■ Try it ■
The pictures do not go in the copy. Reproduce the rest of the entries exactly.

________________

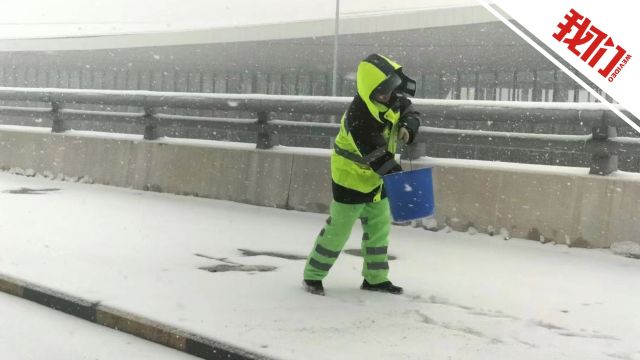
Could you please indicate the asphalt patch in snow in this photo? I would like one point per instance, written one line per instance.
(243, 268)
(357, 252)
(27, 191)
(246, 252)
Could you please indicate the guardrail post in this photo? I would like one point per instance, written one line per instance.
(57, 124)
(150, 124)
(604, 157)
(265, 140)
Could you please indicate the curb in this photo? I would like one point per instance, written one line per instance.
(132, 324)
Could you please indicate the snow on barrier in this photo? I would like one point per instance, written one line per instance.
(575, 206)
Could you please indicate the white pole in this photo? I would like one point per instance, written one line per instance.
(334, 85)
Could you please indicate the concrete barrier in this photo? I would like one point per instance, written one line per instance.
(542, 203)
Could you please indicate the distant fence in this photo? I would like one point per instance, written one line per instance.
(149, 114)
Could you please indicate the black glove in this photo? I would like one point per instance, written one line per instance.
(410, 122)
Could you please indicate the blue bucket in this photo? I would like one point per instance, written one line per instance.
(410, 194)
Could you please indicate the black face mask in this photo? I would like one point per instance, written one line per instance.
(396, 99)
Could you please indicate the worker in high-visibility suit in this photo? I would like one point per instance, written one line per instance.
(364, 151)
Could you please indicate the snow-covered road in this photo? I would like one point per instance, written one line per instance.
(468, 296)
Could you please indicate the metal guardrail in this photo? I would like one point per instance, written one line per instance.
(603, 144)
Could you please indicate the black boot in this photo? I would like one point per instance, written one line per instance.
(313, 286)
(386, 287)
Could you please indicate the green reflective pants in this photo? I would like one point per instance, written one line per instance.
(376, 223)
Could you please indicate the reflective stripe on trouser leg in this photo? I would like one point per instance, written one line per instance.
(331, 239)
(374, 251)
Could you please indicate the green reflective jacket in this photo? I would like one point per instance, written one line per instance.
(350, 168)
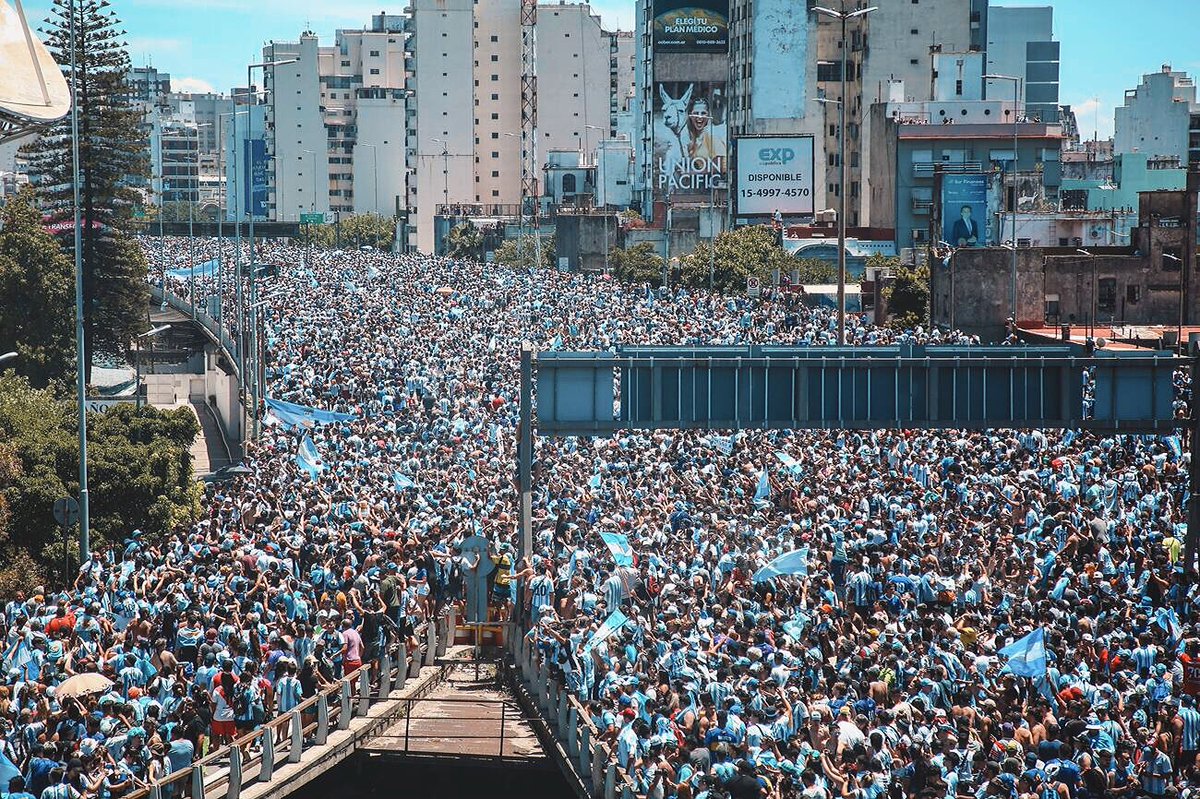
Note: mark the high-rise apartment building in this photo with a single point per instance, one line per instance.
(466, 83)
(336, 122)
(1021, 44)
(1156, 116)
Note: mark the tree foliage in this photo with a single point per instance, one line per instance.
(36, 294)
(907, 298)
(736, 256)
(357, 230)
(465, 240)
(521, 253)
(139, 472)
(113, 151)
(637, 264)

________________

■ Exercise solution ■
Could you please indicate the asphalt patch in snow in this photo? I would like one point per instance, written one line per instance.
(243, 268)
(357, 252)
(27, 191)
(246, 252)
Could you please indicate the guardrail post in this photo? I would like one point per instance, written one line per instance.
(57, 124)
(150, 124)
(604, 157)
(265, 140)
Could you please indicate the curb in this photo? I would like one point per instance, written one line per instance.
(132, 324)
Could you please indicate the snow on barrier in this photo? I would like one point per instance, written one line per instance.
(575, 206)
Could you please indicate the white pole in this photo? I would like one point per instance, written one line per instance.
(334, 85)
Could you please indicate the concrete barrier in this photo? I would like one point per instance, written one line per instance.
(542, 203)
Could you please indicate the distant fence in this photo? I would like one point per instance, written one line per instance.
(149, 114)
Could you please indicate the black glove in this photo? I would like one point per instance, written one line per instance.
(410, 122)
Could you please indicate the blue bucket in this photo? I would like one point per instance, written one line per instance.
(410, 194)
Could you please indicate the black face mask in this photo? I would like one point per instance, written one line per instance.
(396, 99)
Could you please indicate the worker in high-visibility suit in this photo? I would like one point per instance, written one line per instance.
(364, 151)
Could you please indicate the snow-covered road in this photo? I would like one point per instance, written one line per instance.
(468, 296)
Could you please indicate the metal guardrail in this photo? I would like one point per instance, written one line per instance.
(603, 144)
Could you please indicate the black boot in this photo? I would like one point per instance, written one line per instance.
(313, 286)
(386, 287)
Could you please indicate the green reflective pants in this photo? I would like one point per instance, written one line per instance.
(376, 223)
Could you please indicate the reflective stripe on trouser leg in this photo? I would like one point per instance, written one line per instance.
(331, 239)
(374, 251)
Could you please indicate the green reflective jacket in this photo? I would like one point per instance, written one line per instance.
(350, 168)
Note: mark the high-rise apartment building in this photo with a single point per instance, one line per instance.
(466, 83)
(336, 122)
(1021, 44)
(1156, 116)
Note: mark the tree foliage in this photo with a single point per instance, one line per instance.
(36, 294)
(907, 298)
(736, 256)
(357, 230)
(465, 240)
(521, 253)
(139, 472)
(113, 151)
(637, 264)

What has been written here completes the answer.